*Document*.
--------

Russia is of course guilty of crimes, the US is guilty of the same and far worse crimes, and is fervently supporting many other criminal groups and states. Thus, to understand why US extremists (not the US public) in control of the state are putting us all in serious potential danger by choosing to target nuclear Russia, we have to look back, and, of course, beyond the narrative peddled by the aggressors themselves.



In 1918, US oligarchs and religious extremist Woodrow Wilson sent about 13,000 young American men to join tens of thousands of others from a Western-dominated axis and illegally invade Russia with intent to commit premeditated mass murder.

“Two years and thousands of casualties [including ~400 US] later,” Blum notes, “the American troops left, having failed in their mission to ‘strangle at its birth' the Bolshevik state, as Winston Churchill put it.” Churchill further admitted that the Western axis forces were “invaders” who shot Russians on sight, blockaded their ports, sank their ships, and armed their enemies.

--------

*Short task*.
In two sentences, summarize the text on the United States' stance toward Russia.

*Recorded data*.
--------

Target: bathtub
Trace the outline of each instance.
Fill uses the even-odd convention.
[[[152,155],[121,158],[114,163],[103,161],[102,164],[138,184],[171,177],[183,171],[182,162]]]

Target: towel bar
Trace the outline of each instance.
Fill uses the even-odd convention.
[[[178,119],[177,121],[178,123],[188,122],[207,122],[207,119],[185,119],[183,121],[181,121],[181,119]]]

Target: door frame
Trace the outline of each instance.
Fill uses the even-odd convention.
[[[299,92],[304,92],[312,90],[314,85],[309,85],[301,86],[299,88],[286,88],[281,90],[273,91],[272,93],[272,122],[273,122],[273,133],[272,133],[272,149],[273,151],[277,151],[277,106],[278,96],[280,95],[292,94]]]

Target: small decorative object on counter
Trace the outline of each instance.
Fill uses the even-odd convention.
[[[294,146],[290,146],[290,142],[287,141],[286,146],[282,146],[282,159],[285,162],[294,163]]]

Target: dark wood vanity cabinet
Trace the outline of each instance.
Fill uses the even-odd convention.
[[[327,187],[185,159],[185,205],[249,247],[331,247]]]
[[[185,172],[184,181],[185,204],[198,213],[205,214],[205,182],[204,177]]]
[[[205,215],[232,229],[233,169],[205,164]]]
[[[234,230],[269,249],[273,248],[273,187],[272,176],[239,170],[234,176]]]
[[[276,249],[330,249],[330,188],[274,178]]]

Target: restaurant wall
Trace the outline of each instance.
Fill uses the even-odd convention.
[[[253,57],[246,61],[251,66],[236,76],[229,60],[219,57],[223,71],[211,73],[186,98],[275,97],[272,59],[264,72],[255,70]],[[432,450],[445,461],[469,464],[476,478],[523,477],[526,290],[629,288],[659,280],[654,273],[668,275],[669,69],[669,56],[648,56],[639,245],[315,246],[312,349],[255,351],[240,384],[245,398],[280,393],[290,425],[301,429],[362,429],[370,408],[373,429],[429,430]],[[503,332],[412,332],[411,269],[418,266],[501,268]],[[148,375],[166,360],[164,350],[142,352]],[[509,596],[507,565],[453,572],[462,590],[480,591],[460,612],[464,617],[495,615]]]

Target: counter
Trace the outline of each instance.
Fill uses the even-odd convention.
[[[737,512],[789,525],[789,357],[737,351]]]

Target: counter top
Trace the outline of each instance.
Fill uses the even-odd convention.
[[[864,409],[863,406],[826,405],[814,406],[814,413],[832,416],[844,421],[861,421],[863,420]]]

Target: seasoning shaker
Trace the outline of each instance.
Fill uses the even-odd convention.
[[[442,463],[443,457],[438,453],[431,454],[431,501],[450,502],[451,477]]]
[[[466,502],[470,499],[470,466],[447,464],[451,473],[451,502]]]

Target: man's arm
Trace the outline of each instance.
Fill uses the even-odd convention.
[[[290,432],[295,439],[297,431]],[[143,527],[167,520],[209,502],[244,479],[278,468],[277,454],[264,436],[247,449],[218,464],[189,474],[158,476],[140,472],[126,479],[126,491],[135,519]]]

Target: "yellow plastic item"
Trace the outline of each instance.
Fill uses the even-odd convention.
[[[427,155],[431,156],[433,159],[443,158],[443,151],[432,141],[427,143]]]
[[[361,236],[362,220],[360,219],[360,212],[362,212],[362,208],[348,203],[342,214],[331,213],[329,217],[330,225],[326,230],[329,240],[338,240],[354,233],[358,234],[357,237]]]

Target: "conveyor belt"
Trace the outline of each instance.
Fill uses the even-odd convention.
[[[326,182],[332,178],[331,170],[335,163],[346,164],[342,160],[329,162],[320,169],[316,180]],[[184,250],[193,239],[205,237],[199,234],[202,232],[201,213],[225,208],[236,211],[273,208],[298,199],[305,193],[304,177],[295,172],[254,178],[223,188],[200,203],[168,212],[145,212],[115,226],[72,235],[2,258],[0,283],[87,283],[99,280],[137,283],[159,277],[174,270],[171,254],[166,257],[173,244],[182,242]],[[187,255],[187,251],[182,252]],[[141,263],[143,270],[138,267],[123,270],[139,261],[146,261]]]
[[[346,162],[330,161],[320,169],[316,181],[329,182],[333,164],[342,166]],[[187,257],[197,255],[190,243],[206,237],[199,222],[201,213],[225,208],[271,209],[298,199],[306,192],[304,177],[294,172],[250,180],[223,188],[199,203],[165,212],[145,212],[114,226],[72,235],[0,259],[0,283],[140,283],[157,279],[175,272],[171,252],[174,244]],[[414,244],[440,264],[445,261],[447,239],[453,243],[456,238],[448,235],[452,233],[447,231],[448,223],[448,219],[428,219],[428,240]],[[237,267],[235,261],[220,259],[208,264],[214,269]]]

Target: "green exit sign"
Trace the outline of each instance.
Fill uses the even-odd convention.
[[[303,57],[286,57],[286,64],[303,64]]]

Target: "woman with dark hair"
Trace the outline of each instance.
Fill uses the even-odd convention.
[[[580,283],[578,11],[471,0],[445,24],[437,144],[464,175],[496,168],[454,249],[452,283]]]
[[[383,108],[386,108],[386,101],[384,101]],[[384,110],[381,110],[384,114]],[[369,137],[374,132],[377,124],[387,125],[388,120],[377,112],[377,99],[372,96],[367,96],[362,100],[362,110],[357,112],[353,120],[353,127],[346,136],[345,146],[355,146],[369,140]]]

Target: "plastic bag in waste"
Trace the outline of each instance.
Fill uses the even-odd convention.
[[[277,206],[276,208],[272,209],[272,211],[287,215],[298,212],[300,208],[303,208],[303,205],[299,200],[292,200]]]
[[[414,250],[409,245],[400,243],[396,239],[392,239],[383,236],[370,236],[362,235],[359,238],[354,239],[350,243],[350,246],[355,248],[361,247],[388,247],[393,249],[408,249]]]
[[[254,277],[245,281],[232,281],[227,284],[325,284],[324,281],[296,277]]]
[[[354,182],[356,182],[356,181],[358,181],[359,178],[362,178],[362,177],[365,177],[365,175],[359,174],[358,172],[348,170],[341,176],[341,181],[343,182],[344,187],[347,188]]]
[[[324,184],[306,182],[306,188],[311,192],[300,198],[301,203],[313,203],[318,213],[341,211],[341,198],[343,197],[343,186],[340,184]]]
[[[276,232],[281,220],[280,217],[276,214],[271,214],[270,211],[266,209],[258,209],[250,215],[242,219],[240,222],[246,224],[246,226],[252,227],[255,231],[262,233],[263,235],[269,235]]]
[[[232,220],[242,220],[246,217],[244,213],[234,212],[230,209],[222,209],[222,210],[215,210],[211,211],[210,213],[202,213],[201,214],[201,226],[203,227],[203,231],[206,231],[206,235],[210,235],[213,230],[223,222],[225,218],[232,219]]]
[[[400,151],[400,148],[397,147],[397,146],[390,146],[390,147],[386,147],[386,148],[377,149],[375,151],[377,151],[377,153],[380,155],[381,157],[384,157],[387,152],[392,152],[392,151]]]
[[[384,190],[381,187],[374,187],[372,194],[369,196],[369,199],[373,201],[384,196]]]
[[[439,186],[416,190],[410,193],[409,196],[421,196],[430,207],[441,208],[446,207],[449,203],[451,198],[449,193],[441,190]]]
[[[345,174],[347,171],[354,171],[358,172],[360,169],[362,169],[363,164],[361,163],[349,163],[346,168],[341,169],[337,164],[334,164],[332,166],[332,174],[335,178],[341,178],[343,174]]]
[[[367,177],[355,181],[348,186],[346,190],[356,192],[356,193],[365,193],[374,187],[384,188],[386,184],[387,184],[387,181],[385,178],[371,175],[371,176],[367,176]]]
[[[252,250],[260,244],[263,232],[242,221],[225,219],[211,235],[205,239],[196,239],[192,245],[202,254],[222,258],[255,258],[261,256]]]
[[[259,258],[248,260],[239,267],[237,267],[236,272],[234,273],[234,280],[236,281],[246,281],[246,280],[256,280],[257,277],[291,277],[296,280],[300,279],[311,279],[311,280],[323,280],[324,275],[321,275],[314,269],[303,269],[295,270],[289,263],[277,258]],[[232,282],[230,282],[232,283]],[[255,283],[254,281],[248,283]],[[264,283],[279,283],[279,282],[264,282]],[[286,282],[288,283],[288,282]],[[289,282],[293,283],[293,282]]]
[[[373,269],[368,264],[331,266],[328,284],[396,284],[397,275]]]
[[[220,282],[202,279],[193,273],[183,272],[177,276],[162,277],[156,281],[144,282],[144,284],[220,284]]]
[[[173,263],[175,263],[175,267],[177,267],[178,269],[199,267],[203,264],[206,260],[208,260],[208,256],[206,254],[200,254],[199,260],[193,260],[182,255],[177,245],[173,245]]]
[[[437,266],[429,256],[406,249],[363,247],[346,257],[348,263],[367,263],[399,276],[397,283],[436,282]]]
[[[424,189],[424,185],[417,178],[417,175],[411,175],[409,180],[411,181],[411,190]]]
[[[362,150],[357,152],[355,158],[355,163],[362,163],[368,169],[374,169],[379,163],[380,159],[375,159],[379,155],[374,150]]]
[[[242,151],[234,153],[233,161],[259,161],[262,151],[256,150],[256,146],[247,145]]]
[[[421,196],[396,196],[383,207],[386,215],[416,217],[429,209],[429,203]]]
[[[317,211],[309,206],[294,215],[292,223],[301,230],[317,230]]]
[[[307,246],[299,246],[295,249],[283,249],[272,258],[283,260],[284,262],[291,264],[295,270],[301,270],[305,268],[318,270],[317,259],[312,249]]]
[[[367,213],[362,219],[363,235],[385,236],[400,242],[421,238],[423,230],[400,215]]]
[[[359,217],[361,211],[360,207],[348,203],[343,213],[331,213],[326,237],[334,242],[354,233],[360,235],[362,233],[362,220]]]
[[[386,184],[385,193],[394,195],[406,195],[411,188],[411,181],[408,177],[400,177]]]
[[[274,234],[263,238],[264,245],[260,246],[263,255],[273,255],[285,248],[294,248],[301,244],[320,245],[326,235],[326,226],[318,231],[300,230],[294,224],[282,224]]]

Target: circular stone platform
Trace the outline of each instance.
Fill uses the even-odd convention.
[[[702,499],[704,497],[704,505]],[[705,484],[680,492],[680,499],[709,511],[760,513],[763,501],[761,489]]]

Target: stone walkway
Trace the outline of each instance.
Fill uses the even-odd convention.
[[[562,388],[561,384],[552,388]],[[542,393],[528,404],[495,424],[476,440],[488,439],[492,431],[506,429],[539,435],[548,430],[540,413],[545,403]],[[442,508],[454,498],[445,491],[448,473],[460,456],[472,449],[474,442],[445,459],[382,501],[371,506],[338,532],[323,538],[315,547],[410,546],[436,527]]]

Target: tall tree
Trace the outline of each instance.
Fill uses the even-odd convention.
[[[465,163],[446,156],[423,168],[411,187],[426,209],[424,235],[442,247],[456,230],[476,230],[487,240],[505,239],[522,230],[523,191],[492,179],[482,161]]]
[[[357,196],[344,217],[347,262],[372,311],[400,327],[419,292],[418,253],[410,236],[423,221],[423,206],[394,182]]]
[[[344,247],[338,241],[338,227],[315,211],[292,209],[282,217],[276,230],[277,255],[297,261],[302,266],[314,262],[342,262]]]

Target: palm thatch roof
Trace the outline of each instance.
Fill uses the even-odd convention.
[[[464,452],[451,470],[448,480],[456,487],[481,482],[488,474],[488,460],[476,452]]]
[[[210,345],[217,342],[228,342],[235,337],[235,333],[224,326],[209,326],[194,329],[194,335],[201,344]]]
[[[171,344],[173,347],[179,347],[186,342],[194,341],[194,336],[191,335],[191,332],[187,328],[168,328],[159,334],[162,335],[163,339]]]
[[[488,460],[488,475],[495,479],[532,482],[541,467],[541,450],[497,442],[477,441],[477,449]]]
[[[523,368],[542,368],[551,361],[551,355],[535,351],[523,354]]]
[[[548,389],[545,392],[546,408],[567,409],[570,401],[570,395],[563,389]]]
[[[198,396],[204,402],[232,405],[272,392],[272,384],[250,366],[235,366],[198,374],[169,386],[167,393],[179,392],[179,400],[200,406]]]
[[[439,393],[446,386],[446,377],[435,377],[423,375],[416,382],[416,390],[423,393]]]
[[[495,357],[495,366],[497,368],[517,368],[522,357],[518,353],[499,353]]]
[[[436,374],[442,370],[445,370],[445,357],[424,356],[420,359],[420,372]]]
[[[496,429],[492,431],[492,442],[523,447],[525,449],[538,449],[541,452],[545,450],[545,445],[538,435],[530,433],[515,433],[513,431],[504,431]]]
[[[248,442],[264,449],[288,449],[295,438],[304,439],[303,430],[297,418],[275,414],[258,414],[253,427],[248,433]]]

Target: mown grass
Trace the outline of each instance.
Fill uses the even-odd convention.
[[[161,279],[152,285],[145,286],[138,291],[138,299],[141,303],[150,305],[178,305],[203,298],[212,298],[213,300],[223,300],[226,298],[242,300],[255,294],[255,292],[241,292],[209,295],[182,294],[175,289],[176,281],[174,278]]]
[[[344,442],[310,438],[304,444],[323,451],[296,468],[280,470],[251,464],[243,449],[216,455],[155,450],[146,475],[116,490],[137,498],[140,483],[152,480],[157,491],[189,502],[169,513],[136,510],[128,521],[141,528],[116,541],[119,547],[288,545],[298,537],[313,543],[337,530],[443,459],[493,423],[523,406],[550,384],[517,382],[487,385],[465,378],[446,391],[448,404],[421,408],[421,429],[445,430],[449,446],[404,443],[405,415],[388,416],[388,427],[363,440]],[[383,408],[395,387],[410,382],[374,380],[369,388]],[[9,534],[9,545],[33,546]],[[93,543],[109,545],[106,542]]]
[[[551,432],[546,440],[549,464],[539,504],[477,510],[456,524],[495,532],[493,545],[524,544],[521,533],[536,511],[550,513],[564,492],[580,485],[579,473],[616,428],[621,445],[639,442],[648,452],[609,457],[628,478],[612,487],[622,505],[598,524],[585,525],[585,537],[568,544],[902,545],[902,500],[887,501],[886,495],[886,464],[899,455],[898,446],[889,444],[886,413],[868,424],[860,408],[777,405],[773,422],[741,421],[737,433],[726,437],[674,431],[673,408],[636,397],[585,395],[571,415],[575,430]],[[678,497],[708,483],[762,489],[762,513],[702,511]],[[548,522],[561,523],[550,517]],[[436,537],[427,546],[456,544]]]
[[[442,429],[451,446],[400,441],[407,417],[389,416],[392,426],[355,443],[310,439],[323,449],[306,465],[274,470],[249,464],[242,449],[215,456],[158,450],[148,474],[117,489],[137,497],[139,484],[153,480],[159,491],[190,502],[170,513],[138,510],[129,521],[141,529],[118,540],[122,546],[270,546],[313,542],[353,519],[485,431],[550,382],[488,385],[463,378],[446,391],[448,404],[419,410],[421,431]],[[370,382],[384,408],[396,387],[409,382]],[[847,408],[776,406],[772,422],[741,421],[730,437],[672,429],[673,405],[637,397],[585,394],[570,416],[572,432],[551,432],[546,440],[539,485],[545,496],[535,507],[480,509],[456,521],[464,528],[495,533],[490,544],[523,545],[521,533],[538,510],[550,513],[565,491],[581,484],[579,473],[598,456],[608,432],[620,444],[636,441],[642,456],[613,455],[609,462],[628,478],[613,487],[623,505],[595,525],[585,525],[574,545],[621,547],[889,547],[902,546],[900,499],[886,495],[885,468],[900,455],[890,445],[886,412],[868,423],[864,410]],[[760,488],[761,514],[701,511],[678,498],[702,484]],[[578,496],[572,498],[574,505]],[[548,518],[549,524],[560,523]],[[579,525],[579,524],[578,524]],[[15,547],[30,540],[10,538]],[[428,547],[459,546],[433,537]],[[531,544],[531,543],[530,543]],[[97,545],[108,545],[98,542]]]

--------

*Solved exercise*.
The text contends that while Russia is guilty of crimes, the US is guilty of the same and far worse, and that understanding why extremists in control of the US state are targeting nuclear Russia requires looking back beyond the aggressors' own narrative. It states that in 1918 US oligarchs and Woodrow Wilson sent about 13,000 American men to join a Western-dominated invasion of Russia, which, as Blum notes, left after two years and thousands of casualties without strangling the Bolshevik state, and that Churchill admitted these forces were invaders who shot Russians on sight, blockaded their ports, sank their ships, and armed their enemies.